Coconut Lime Caramels // Salt + Flint // Lawrence, KS
The candy aisle is paved with compromises. We’ll put up with a lot when it comes to satisfying that sweet tooth: dyes and preservatives, silly names, and even — bless our sinning souls — artificial shredded coconut, as long as it’s coated in chocolate. But we draw the line at caramels. A candy so decadent and, let’s face it, one that if all goes well we’ll be chewing, and chewing, for ages, should be perfect. No cut corners. And these are. The coconut comes through, but subtly (fear not, Mounds-phobes) and is brightened and balanced with a refreshing spritz of lime. You’ll savor every tooth sticking morsel and not regret a bite.
Heirloom Black Calypso Beans // Rancho Llano Seco // Chico, CA
On this two-and-a-half-century-old central-California Mexican land grant, when the cowboys finish herding heirloom cattle, they ride the oak savannah, beckoned home by hearty farmhand soup: Caramelized onions, a charred jalapeño, a bay leaf or two, and these plump and polka-dotted beans, succulent and slowly simmered. A Caribbean native that thrives here in the fertile soil, Calypsos can give even landlocked cowpokes a taste of the islands. Hey, paradise is where you find it.

- _To do_:
[a] Decide whether each statement agrees with the food descriptions, answering yes or no and quoting the deciding words: (i) The coconut flavor in the caramels is balanced with lime. (ii) The Calypso beans are native to California. (iii) The land grant is about one century old.
[b] Carry on the food descriptions from the point where they end.
Nothing here depends on the records.

- _Data lines_:

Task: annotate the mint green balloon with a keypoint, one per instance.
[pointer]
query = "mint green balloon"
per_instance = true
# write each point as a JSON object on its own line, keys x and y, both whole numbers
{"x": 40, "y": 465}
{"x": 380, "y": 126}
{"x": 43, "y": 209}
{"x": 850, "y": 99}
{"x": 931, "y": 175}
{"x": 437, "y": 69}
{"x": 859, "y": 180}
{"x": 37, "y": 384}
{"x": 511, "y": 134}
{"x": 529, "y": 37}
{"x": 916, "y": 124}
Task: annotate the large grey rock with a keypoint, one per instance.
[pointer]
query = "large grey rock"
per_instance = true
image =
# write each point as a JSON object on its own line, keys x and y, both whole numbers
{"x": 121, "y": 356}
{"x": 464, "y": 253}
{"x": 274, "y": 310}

- _The responses_:
[a]
(i) Yes: "is brightened and balanced with a refreshing spritz of lime"
(ii) No: "A Caribbean native that thrives here in the fertile soil"
(iii) No: "On this two-and-a-half-century-old central-California Mexican land grant"

[b]
Lager N Lime Peanuts // Hops & Nuts // Greensboro, NC
Water water everywhere, and not a drop to drink? No worries, as long as there’s beer, and, of course, some munchies to go with it. The best pairing for a lime-wedged lager, besides a hammock and a wave-rippled sunset, is, of course, a handful of peanuts. To properly satiate while you hydrate and luxuriate (hey, island life is hard…), reach for a bag of these North Carolina redskins, dusted in sea salt and spritzed with lime juice. Then kick back and watch for the green flash.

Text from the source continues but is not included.